(Raw records)
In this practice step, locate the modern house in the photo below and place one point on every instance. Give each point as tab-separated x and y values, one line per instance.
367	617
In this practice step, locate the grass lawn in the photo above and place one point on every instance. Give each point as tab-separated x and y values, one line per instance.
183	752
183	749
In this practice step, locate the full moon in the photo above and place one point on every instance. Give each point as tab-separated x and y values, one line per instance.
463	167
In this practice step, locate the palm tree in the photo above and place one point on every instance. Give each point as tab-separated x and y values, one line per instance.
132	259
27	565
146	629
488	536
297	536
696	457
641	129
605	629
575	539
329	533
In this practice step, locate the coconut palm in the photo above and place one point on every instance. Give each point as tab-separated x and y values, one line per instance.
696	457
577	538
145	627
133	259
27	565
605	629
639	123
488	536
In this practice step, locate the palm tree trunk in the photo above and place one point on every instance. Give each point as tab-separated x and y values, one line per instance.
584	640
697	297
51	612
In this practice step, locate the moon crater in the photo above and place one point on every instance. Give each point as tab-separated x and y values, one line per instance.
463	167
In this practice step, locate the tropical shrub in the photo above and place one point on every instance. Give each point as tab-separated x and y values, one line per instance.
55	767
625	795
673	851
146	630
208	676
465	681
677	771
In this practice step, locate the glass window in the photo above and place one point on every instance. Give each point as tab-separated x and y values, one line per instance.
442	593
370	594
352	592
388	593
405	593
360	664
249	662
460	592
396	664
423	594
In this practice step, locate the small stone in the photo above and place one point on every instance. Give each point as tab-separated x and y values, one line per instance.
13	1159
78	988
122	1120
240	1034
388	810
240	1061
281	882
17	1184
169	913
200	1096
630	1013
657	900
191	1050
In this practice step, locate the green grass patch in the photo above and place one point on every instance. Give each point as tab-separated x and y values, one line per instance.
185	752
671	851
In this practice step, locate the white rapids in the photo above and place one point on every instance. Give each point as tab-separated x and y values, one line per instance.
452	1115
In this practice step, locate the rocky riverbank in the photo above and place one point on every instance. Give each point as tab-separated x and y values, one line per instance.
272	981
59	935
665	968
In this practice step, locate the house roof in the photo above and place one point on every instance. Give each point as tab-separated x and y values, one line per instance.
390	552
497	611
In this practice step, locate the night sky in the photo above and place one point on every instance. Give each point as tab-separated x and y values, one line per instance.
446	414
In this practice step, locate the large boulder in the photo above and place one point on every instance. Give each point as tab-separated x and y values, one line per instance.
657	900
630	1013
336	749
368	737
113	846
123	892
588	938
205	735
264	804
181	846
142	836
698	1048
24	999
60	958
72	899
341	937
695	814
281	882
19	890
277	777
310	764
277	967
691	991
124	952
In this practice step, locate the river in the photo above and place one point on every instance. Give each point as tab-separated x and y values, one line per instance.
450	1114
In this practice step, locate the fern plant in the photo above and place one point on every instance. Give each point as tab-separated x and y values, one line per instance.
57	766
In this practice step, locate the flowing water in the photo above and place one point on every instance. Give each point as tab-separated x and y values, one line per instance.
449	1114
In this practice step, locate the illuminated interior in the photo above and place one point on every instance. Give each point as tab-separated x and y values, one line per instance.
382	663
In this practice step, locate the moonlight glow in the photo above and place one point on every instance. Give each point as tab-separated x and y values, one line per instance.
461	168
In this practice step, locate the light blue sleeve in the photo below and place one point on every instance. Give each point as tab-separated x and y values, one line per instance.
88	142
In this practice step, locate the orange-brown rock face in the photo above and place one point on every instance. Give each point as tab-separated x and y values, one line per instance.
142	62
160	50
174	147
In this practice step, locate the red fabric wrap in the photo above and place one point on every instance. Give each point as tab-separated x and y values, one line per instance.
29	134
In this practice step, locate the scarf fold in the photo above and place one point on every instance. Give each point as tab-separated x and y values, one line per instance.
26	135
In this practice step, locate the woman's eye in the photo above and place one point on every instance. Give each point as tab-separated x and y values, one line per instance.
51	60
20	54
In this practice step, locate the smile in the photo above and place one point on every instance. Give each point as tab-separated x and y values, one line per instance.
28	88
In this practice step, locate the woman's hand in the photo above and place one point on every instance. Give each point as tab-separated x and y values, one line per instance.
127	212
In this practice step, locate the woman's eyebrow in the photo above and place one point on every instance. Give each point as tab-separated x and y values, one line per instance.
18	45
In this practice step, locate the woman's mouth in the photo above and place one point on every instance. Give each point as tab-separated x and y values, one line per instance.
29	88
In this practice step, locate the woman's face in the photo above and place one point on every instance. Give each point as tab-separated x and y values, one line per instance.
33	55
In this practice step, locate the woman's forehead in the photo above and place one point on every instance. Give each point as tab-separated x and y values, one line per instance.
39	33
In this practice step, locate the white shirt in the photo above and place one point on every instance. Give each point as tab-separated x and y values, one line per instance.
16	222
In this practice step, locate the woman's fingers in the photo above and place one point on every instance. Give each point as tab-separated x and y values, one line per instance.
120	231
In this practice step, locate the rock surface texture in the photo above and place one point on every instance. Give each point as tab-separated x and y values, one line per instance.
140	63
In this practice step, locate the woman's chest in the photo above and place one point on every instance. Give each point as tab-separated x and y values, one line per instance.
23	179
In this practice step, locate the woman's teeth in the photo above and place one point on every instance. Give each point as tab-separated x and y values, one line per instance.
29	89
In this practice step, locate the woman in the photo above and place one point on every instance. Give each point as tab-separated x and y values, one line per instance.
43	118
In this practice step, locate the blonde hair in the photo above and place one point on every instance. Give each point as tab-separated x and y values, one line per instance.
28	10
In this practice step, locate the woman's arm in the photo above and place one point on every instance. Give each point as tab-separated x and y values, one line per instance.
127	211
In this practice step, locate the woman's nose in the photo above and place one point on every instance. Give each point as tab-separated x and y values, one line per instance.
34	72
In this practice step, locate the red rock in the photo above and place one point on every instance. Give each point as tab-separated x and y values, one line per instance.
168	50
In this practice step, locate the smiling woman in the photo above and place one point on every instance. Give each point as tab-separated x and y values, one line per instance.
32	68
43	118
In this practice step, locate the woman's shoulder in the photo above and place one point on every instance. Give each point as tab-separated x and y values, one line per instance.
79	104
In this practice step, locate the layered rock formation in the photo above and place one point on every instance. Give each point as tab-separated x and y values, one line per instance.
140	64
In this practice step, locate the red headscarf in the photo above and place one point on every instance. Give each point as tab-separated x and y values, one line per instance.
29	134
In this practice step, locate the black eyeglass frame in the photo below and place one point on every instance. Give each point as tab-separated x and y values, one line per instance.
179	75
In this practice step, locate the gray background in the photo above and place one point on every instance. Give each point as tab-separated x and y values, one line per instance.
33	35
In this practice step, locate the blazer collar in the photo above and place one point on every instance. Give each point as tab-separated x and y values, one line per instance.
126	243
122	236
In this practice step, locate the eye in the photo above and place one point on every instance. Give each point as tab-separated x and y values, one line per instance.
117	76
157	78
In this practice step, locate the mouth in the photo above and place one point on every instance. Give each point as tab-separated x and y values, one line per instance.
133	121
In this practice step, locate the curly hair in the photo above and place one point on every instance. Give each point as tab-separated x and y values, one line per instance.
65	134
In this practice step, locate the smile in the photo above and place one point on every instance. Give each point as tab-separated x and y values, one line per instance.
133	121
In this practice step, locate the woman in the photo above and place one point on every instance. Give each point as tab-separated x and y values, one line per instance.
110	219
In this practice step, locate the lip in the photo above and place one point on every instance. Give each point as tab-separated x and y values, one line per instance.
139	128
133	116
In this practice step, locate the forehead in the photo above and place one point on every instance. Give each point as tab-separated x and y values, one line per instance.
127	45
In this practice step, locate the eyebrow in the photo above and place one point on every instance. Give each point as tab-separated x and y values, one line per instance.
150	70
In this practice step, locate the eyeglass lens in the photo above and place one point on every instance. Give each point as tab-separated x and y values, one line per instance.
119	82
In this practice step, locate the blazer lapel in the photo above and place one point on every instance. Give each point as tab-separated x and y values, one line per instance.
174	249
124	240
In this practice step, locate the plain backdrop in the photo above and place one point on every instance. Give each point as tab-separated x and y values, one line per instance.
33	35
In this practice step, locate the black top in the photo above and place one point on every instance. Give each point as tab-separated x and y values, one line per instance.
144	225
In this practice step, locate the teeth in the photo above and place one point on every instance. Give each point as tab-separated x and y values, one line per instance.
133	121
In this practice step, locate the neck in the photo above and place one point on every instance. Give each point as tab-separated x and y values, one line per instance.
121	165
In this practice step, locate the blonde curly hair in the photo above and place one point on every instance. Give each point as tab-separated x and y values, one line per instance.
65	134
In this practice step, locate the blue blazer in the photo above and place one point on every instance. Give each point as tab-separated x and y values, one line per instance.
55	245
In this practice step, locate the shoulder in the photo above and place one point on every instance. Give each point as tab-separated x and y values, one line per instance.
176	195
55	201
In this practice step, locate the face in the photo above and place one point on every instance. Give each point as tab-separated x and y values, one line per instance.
==
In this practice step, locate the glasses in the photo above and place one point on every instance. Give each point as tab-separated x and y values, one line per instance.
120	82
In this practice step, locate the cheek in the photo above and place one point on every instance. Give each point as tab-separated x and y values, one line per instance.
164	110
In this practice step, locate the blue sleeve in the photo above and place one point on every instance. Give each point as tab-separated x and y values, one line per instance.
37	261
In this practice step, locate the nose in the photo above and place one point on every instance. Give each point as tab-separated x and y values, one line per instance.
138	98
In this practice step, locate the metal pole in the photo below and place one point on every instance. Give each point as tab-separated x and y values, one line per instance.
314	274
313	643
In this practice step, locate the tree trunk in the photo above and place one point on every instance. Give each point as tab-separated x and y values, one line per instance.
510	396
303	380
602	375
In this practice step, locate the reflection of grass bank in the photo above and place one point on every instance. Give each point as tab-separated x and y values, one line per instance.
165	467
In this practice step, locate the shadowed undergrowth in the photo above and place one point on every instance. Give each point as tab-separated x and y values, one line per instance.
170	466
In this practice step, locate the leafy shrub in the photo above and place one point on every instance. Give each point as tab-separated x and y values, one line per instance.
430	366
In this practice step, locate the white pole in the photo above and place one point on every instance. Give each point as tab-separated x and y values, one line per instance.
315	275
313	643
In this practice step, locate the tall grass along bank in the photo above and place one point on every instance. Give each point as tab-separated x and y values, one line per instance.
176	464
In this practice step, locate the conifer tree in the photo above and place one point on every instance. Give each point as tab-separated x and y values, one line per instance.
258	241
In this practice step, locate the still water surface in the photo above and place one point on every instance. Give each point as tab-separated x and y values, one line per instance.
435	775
---
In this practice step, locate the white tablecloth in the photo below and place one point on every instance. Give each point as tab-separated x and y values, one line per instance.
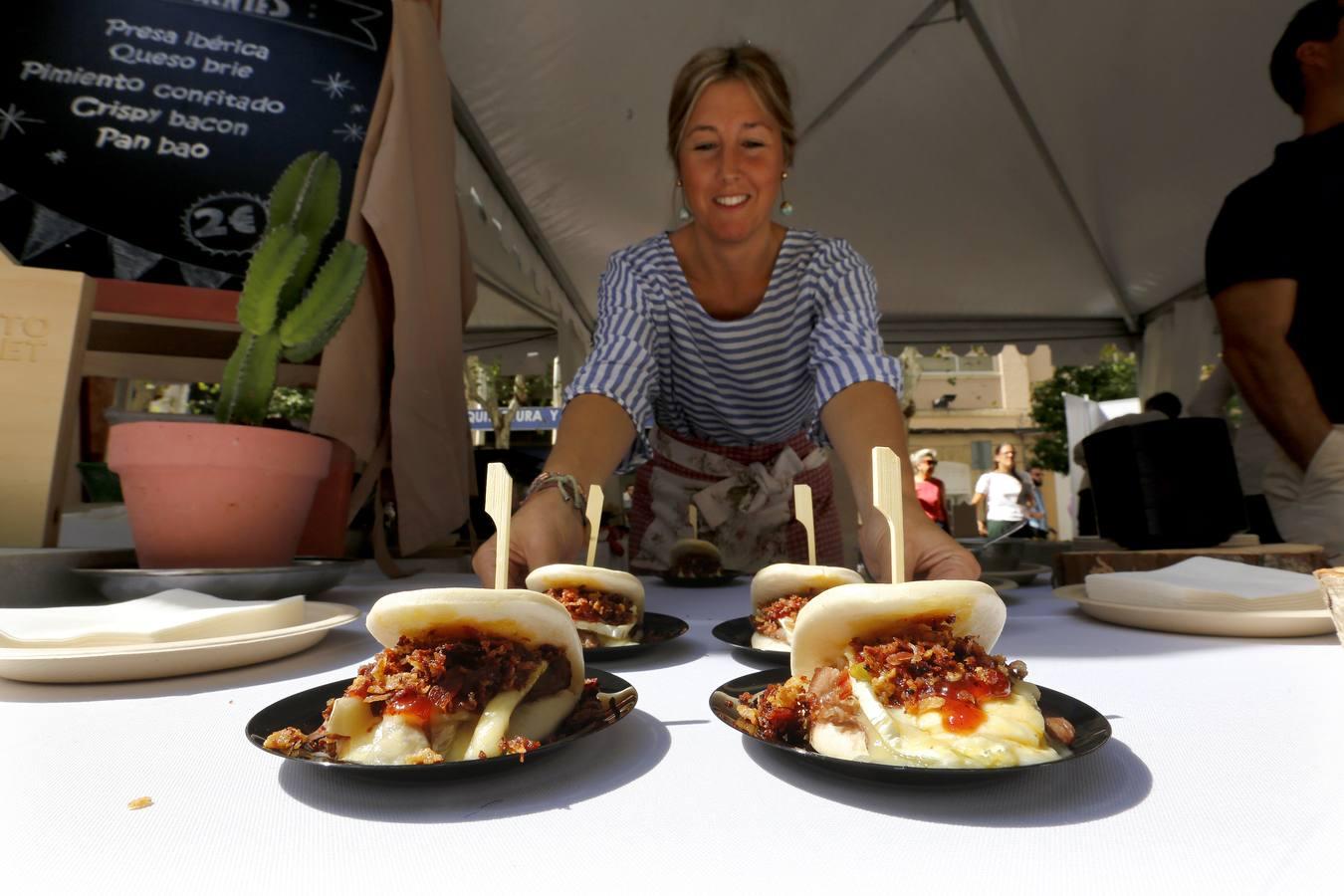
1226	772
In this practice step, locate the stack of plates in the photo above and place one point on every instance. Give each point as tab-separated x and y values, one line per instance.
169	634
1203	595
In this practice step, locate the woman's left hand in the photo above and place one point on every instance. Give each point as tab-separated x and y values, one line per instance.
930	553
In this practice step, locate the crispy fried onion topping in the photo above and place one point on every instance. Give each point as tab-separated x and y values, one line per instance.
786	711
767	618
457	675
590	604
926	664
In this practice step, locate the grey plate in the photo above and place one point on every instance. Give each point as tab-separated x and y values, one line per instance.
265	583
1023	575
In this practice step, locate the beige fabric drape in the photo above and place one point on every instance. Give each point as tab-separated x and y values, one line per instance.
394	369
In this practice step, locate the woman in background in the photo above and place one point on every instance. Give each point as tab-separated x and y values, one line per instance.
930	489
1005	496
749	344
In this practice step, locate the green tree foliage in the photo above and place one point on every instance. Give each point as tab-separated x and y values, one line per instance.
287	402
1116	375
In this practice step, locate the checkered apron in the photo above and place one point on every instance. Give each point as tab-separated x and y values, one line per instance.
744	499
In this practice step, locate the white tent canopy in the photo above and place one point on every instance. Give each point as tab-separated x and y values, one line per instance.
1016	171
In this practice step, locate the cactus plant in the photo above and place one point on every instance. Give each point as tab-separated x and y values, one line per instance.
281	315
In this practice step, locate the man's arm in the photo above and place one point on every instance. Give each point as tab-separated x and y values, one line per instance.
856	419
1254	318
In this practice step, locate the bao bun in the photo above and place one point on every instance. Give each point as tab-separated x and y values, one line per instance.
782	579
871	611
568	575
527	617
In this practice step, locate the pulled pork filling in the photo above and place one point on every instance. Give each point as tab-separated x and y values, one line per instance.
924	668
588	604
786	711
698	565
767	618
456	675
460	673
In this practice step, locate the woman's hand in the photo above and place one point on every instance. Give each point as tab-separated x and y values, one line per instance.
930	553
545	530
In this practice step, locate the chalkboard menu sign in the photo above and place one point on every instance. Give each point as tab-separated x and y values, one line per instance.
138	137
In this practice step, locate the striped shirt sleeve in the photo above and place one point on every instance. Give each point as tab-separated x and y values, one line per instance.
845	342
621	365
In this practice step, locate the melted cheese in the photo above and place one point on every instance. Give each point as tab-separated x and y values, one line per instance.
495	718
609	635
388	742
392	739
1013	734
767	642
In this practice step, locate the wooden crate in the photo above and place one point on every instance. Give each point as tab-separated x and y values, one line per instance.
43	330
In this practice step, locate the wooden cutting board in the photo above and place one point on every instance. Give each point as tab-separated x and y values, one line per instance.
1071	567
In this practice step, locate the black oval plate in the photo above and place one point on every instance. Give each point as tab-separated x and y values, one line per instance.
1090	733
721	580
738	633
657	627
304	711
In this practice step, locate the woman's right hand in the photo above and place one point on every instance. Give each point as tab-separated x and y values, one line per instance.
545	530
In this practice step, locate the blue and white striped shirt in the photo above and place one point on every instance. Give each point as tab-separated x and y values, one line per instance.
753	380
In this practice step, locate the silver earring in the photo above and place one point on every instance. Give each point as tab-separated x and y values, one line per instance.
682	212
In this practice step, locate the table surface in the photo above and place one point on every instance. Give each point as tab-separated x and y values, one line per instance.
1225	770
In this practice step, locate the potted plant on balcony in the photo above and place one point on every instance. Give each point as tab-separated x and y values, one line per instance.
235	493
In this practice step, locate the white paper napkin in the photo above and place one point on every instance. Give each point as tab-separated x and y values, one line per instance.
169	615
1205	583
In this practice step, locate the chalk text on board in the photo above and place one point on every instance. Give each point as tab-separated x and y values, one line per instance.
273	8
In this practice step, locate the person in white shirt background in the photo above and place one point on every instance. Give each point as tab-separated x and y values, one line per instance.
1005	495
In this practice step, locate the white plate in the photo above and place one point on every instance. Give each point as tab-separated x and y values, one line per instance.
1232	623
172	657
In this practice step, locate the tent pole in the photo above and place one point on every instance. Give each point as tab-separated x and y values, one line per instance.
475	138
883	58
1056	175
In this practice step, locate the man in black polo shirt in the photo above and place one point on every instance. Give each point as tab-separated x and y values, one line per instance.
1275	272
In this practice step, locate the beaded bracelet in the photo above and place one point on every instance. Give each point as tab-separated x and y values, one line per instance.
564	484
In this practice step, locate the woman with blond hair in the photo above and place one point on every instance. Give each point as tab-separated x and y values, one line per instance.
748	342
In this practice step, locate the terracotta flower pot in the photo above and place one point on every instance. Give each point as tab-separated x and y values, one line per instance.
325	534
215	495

- [EXERCISE GOAL] Present the items from the line containing "In this practice step, locate the blonde curly" through the line containing "In this practice step, locate the face", both included, as a numbered list with blank lines omitted.

- [PROBLEM SOLUTION]
1. In this practice step, locate the blonde curly hair in the photo above and place one point on every instance. Give each point as tab-separated x and y values, one line per instance.
2. 65	134
3. In this practice step, locate the blue blazer in the photo above and place one point on every instance. Give each point as tab-separated x and y values, one line per instance.
4. 55	245
5. In this practice step, locate the shoulder in the photo above and place one point on every instance. Give each point as tab-separated x and y values, one line per instance.
6. 176	195
7. 55	201
8. In this practice step, locate the face in the photo above and place one point on every instance. Give each point as tab-separated x and y values, one line per instance.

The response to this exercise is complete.